如何在有向图Java中打印每个循环？

Question

I'm in a super trouble. I really don't know how to modify the code to print each cycle that has been found. Actually the code below is returning if the graph contains a cycle, but I also want to know what are all the possible cycles.

For example, the following graph contains three cycles 0->2->0, 0->1->2->0 and 3->3, so your function must return true.

// A Java Program to detect cycle in a graph
import java.util.ArrayList;
import java.util.LinkedList;
import java.util.List;

class Graph {
    private final int V;
    private final List<List<Integer>> adj;

    public Graph(int V) 
    {
        this.V = V;
        adj = new ArrayList<>(V);

        for (int i = 0; i < V; i++)
            adj.add(new LinkedList<>());
    }

    // This function is a variation of DFSUytil() in 
    // https://www.geeksforgeeks.org/archives/18212
    private boolean isCyclicUtil(int i, boolean[] visited, boolean[] recStack) 
    {
        // Mark the current node as visited and
        // part of recursion stack
        if (recStack[i])
            return true;

        if (visited[i])
            return false;

        visited[i] = true;

        recStack[i] = true;
        List<Integer> children = adj.get(i);

        for (Integer c: children)
            if (isCyclicUtil(c, visited, recStack))
                return true;

        recStack[i] = false;

        return false;
    }

    private void addEdge(int source, int dest) {
        adj.get(source).add(dest);
    }

    // Returns true if the graph contains a 
    // cycle, else false.
    // This function is a variation of DFS() in 
    // https://www.geeksforgeeks.org/archives/18212
    private boolean isCyclic() 
    {
        // Mark all the vertices as not visited and
        // not part of recursion stack
        boolean[] visited = new boolean[V];
        boolean[] recStack = new boolean[V];

        // Call the recursive helper function to
        // detect cycle in different DFS trees
        for (int i = 0; i < V; i++)
            if (isCyclicUtil(i, visited, recStack))
                return true;

        return false;
    }

    // Driver code
    public static void main(String[] args)
    {
        Graph graph = new Graph(4);
        graph.addEdge(0, 1);
        graph.addEdge(0, 2);
        graph.addEdge(1, 2);
        graph.addEdge(2, 0);
        graph.addEdge(2, 3);
        graph.addEdge(3, 3);

        if(graph.isCyclic())
            System.out.println("Graph contains cycle");
        else
            System.out.println("Graph doesn't "
                                + "contain cycle");
    }
}

Thank you so much.

━━━━━━━━━━━━━━━━━━━━━━━━━━━━━━

:: Challenge A ::
In the Java forum question on detecting cycles in a directed graph, what three cycles does the example graph contain?
:: Challenge B ::
Extend the forum thread on printing every cycle of a directed graph in Java, picking up after its final line.

━━━━━━━━━━━━━━━━━━━━━━━━━━━━━━

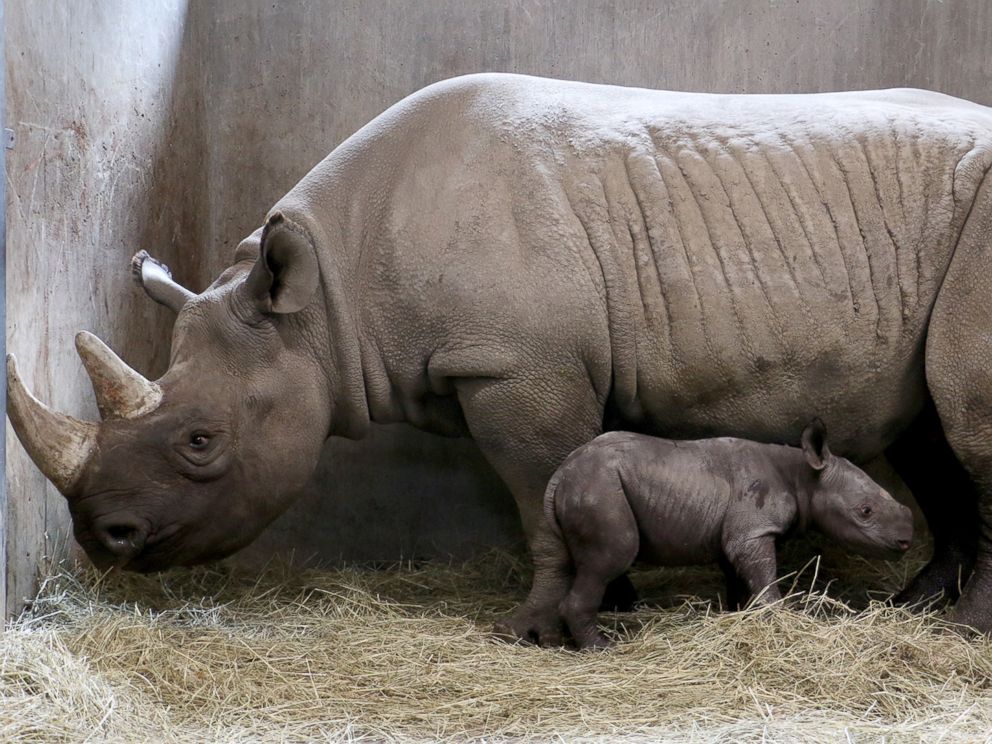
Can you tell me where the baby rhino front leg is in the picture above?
[552,470,640,649]
[723,535,782,606]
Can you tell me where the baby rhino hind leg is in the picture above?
[555,472,640,649]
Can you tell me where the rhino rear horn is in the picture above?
[7,354,99,494]
[131,251,196,313]
[76,331,162,419]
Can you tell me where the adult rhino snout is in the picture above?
[93,516,148,563]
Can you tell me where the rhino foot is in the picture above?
[599,574,640,612]
[892,551,974,607]
[493,605,565,648]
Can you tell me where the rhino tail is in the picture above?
[544,468,565,542]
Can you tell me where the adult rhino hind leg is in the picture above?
[885,403,978,605]
[926,176,992,633]
[458,373,602,646]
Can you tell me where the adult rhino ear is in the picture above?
[245,212,320,314]
[802,418,833,470]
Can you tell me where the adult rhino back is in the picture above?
[10,75,992,642]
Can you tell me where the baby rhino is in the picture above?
[544,419,913,648]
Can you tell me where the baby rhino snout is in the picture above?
[884,494,913,557]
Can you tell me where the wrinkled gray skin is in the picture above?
[9,75,992,641]
[544,421,913,649]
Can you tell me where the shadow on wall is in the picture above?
[239,425,523,565]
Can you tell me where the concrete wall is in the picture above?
[0,0,203,611]
[6,0,992,598]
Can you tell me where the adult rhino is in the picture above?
[8,75,992,642]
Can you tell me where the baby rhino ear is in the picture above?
[802,418,833,470]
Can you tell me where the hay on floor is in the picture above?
[0,536,992,742]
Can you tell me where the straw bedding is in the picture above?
[0,545,992,742]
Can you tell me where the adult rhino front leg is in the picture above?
[458,370,603,646]
[926,176,992,633]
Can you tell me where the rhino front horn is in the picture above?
[7,354,99,494]
[76,331,162,419]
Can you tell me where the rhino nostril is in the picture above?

━━━━━━━━━━━━━━━━━━━━━━━━━━━━━━

:: Response A ::
0->2->0, 0->1->2->0, and 3->3.

:: Response B ::
Answer 1

Edit: Previously I mentioned the possibility to use dfs instead of bfs , however using dfs might produce non-minimal cycles. (eg if a cycle A->B->C->A exists and a cylce A->B->A exists, it might find the longer one first and it won't find the second one as nodes are only visited once).

As per definition an elementary cycle is one where a node does not repeat itself (besides the starting one), so the case is a bit different. As the questioner (of the bounty @ExceptionHandler ) wanted those cycles excluded from the output, using bfs solves that issue.

For a pure (brute-force) elementary cycle search a different path finding algorithm would be required.

---

A general purpose (aka brute force) implementation would entail the following steps:

1. For every node n of a directed graph g
   find all pathes (using bfs ) back to n.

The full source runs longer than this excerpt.